Most of the IPL matches played so far have been interesting case studies for leadership lessons as well. Here's one example. Last week, Kolkata Knight Riders Captain Sourav Ganguly and his Chennai Super Kings counterpart M S Dhoni were talking to the TV commentator immediately after the toss. Replying to a question on the changes in their squads, Ganguly said he had brought in Debabrata Ghosh. "Sorry, I think he is Das, not Ghosh. But I am not too sure," the captain said.
While one can still ignore Ganguly's confusion over the surname of one of his playing eleven, Dhoni seemed to have gone one up. "I have made one change. But I can't remember the player's name. He is a local lad," Dhoni said with a straight face.
This shows almost all captains (with the possible exception of Shane Warne) were found wanting in an area that perhaps matters the most - leadership skills. And forgetting the names of your own playing eleven is just one example of this.
If Rahul Dravid offered a textbook example of excessively passive leadership, quite a few other captains were behaving very much like a Theory X manager whose approach to motivation relies on coercion, implicit threats and tight controls - essentially an environment of command and control.

EXERCISE REQUIREMENTS
1. In the text about IPL captains, which captain is named as a possible exception to the lack of leadership skills?
2. Continue the text about IPL captains' leadership from its last sentence.

DATA SHOWN
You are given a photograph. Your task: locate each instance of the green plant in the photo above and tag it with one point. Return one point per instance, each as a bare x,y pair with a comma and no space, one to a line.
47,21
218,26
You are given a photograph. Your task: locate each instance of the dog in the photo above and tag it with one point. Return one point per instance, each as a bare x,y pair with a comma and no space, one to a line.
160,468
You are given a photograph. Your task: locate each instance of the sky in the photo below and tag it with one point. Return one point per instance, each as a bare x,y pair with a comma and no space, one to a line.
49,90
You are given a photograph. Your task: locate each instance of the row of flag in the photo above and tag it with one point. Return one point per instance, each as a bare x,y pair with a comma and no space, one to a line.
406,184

--

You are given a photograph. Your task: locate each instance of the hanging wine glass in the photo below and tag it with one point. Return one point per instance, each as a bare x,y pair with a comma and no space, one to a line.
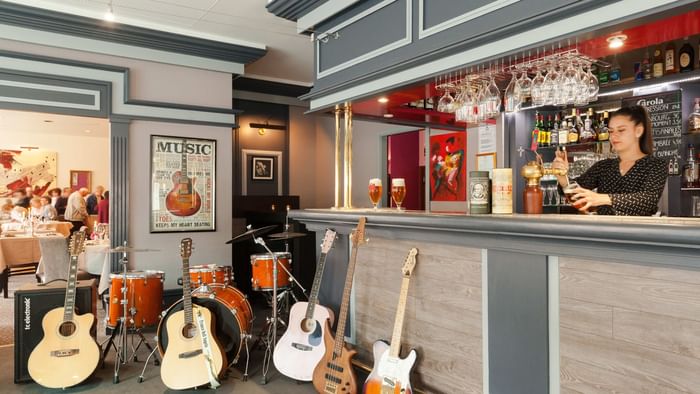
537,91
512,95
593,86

---

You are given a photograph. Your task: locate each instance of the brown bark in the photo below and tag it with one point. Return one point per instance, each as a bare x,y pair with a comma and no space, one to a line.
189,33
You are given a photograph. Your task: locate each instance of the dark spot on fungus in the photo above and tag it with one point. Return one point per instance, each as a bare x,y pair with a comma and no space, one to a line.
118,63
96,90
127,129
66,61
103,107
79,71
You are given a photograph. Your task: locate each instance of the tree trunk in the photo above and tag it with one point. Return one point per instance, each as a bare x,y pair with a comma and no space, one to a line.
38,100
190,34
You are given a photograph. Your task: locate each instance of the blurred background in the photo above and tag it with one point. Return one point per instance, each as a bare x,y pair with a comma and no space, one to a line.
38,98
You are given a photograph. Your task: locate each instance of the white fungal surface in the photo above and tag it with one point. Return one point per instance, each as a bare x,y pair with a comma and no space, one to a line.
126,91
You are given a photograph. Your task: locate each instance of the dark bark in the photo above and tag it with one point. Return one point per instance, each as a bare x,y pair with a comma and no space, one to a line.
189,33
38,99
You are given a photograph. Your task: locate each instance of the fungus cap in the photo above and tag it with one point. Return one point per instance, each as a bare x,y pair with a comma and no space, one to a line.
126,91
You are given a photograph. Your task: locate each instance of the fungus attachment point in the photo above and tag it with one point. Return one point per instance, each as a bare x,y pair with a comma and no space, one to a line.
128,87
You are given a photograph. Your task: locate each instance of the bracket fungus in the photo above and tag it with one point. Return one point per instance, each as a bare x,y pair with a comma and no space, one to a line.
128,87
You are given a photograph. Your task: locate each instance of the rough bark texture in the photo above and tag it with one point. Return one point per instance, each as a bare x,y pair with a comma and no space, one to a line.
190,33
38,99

THE RESULTS
1. Shane Warne

2.
Most of the captains were also seen to have perfected the art of passing the buck - another poor leadership quality. During the match with Rajasthan Royals, for example, Ganguly ran back to drop a catch in the outfield that strictly belonged to teammate Akash Chopra. What Ganguly did was to shout at a hapless Chopra even though the mistake was his own.
Or, consider what Dhoni said at a press conference on Tuesday after the match with Royal Challengers - the one which booked a semi-final slot for his team. Dhoni talked about how the team is missing Mathew Hayden (who left midway because of his Test commitments) and that his main worry is the opening combination. Thankfully, the camera didn't focus on the expressions of Stephen Fleming and Parthiv Patel who have been opening in all the matches after Hayden's exit.
It's as if the promoter of a company is expressing no-confidence in his CEO. Worse, the promoter is publicly saying that he had much more faith in the CEO's predecessor.
If cricket is getting corporatised so much, it's perhaps not a bad idea to put the team captains (who are virtually CEOs on the field) through a crash course on leadership lessons.
Ganguly and Dhoni, for example, could be taught how respecting your people is not some warm and fuzzy new age management fad. At its heart, the idea is that you are respecting people enough to demand their best. The former and present India captains should also be told that one of the biggest myths about good leadership qualities is the need for an "angry" image - that the CEO must be a leader whose mood ranges from sour to apoplectic.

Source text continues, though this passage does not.